*GIVEN REQUEST:*
List each line in the items below that contains the string "tail", counting only matches with the same case.

*EXCERPTED RECORDS:*
------------------------------------------------------------

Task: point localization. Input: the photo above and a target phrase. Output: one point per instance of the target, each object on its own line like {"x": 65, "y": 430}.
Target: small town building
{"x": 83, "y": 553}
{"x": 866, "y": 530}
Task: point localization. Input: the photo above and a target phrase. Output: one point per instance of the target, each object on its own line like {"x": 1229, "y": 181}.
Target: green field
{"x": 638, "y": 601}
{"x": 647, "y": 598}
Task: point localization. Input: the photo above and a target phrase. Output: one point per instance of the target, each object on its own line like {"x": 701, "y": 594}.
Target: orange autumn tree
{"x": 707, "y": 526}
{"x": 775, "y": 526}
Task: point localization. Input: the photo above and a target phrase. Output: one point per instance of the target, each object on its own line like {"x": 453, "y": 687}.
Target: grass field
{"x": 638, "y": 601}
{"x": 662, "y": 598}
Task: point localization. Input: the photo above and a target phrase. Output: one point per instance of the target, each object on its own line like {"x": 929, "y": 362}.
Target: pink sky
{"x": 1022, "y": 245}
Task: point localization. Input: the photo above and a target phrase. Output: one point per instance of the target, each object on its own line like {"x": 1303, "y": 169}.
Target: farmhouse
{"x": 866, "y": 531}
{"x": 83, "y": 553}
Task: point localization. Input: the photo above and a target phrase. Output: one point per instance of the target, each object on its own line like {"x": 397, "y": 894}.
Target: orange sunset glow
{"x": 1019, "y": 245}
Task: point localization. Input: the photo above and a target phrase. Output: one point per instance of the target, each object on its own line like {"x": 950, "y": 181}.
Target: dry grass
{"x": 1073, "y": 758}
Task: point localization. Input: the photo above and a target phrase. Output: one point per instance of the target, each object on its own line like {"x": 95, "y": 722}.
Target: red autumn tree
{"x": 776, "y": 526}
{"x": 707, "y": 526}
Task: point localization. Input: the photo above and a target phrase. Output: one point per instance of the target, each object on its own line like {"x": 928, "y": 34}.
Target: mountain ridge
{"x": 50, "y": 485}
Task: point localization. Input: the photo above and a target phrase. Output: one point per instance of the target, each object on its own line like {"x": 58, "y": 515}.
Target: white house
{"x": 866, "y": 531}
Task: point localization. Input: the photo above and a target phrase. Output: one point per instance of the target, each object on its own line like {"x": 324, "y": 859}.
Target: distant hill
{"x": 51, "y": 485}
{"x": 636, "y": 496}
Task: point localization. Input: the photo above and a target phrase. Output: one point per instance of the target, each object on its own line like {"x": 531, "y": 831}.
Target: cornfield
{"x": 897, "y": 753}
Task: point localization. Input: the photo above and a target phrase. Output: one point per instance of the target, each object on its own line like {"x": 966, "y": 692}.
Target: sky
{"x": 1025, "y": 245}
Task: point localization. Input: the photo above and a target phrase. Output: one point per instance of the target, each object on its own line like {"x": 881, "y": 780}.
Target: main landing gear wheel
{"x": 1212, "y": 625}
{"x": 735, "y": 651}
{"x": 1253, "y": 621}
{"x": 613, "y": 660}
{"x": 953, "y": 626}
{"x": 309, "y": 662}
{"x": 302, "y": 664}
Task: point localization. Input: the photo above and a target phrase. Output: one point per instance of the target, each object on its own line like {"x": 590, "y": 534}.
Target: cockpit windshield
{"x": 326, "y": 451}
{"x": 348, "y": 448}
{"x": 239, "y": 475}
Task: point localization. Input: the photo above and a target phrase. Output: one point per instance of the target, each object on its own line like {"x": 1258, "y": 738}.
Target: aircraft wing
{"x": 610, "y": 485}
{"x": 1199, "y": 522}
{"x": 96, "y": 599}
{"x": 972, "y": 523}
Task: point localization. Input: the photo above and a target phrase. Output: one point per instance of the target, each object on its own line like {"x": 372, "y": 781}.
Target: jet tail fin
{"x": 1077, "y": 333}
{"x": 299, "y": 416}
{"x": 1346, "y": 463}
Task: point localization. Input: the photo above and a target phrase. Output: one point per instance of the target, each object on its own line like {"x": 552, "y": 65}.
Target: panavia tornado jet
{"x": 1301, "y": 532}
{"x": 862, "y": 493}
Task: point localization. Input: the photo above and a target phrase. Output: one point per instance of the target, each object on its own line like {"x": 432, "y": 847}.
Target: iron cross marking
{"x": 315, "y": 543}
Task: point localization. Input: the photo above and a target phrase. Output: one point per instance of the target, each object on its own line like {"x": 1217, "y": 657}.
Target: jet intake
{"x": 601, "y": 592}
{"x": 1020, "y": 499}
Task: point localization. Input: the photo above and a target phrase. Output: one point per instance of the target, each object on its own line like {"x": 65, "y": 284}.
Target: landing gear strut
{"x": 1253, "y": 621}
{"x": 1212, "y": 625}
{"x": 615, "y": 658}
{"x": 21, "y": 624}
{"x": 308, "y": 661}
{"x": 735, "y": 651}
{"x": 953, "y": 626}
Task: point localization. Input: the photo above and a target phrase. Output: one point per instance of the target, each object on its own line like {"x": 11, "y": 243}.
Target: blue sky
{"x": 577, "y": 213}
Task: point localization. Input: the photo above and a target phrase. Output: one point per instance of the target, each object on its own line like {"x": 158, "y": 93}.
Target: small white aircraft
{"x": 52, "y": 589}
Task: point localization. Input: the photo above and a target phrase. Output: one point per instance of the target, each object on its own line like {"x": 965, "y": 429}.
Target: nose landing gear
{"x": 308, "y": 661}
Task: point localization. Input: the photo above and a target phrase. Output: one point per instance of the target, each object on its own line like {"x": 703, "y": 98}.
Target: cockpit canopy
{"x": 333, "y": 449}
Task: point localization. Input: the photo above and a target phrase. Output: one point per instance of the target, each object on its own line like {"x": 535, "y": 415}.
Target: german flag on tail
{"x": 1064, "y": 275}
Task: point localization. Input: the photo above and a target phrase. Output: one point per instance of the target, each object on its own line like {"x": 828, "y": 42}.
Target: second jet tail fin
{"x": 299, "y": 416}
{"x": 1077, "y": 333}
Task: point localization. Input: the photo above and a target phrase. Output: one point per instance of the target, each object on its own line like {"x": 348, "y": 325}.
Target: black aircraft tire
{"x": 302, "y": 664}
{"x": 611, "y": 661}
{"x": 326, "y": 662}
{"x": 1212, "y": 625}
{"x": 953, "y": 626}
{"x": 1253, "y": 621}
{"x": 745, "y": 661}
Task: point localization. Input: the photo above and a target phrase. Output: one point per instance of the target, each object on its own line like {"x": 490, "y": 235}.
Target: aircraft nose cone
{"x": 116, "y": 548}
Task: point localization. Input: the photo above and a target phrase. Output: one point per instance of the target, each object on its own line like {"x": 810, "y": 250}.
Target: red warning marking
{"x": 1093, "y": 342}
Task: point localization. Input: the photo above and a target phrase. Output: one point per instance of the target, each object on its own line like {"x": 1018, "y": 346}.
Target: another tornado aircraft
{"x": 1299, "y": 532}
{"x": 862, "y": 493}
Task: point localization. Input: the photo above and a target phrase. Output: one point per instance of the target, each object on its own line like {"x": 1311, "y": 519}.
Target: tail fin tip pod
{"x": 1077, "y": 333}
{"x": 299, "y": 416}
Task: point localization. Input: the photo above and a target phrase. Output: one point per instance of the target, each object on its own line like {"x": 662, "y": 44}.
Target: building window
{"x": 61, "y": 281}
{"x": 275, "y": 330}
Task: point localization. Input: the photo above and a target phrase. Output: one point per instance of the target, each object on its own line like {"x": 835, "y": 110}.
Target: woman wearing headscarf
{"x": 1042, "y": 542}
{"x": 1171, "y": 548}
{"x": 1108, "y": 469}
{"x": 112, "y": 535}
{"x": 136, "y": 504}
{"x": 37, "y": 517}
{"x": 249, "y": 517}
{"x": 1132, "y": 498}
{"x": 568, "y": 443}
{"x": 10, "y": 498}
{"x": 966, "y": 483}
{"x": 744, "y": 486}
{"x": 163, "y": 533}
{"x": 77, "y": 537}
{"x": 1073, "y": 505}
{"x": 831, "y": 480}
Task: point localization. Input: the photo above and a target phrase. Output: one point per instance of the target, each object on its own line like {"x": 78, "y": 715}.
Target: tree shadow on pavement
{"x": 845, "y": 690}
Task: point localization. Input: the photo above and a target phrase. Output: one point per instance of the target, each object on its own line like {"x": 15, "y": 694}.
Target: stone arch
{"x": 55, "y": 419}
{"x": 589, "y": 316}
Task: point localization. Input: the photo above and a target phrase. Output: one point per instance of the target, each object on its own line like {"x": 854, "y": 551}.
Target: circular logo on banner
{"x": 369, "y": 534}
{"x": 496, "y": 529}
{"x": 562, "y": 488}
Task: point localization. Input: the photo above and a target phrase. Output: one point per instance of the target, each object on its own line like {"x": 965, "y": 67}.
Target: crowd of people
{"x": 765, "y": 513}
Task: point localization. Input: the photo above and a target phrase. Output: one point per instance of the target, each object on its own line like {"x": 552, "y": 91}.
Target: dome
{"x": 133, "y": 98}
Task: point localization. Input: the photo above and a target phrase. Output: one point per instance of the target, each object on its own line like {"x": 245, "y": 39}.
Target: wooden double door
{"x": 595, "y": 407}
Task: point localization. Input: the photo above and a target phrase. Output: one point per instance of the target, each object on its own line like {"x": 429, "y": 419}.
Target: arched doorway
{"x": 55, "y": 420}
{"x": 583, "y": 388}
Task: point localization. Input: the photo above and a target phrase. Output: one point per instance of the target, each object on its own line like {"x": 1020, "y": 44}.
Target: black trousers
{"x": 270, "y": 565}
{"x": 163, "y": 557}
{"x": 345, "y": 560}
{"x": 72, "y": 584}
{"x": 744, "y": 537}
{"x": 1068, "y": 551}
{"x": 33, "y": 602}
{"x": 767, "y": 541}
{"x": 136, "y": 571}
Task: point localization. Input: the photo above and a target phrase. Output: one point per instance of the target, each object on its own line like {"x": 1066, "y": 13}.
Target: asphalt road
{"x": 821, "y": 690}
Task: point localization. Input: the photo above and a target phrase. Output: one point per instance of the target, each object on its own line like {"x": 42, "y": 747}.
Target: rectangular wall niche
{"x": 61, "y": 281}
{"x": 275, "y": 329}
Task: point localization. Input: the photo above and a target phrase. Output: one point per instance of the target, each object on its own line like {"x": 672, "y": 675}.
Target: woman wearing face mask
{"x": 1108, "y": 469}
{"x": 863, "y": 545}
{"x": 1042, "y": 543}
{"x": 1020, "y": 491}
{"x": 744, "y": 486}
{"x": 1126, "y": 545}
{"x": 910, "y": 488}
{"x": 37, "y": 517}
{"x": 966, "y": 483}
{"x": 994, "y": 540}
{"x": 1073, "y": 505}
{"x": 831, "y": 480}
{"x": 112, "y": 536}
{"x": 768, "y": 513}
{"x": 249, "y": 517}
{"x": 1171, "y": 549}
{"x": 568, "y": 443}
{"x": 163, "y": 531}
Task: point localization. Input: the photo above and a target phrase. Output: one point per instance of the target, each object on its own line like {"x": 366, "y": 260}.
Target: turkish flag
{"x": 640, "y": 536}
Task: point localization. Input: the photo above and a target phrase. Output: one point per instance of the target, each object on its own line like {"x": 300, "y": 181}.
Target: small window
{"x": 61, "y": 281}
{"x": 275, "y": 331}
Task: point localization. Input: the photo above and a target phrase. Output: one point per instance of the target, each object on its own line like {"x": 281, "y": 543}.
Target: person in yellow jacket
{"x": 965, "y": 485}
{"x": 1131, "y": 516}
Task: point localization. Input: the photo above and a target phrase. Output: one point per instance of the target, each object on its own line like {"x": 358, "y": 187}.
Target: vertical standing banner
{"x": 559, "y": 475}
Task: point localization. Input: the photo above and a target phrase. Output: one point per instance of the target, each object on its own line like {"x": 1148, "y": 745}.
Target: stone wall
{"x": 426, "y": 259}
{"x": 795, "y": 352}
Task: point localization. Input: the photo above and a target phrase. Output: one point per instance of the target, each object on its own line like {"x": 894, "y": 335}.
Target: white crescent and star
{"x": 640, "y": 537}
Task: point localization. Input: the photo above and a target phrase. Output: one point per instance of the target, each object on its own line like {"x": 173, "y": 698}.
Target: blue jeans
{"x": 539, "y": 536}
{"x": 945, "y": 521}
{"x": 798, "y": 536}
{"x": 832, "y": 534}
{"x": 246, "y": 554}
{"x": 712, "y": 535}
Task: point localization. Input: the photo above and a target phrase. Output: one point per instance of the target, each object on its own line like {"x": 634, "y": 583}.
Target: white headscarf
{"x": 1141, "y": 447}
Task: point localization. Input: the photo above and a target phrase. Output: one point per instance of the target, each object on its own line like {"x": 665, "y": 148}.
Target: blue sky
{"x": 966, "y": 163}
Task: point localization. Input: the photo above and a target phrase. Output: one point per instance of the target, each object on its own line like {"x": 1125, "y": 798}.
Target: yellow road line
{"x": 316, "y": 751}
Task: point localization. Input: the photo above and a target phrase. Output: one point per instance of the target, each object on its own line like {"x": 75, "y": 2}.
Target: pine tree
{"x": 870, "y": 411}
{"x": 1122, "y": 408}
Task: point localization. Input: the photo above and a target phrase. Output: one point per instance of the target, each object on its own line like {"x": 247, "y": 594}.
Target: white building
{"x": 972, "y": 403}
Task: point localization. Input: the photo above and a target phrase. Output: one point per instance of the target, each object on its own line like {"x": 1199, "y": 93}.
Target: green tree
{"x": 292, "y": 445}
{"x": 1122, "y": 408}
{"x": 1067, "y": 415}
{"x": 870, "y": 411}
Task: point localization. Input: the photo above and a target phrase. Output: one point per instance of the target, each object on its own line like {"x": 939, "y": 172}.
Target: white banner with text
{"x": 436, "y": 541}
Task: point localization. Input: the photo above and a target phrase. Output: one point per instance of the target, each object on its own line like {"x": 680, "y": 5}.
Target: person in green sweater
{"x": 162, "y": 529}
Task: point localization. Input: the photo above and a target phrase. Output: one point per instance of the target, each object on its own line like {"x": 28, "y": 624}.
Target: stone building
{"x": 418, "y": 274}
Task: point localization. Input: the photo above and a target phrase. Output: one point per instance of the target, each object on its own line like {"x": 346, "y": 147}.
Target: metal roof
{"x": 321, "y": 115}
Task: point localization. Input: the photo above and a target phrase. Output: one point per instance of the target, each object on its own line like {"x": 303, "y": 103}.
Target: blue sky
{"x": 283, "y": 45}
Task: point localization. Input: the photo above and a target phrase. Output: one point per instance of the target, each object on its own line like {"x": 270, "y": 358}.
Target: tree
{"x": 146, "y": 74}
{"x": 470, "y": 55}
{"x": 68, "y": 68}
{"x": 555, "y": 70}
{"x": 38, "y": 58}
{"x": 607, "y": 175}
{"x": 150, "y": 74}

------------------------------------------------------------

*FINAL RESULT:*
Target: jet tail fin
Target: german flag on tail
Target: second jet tail fin
Target: tail fin tip pod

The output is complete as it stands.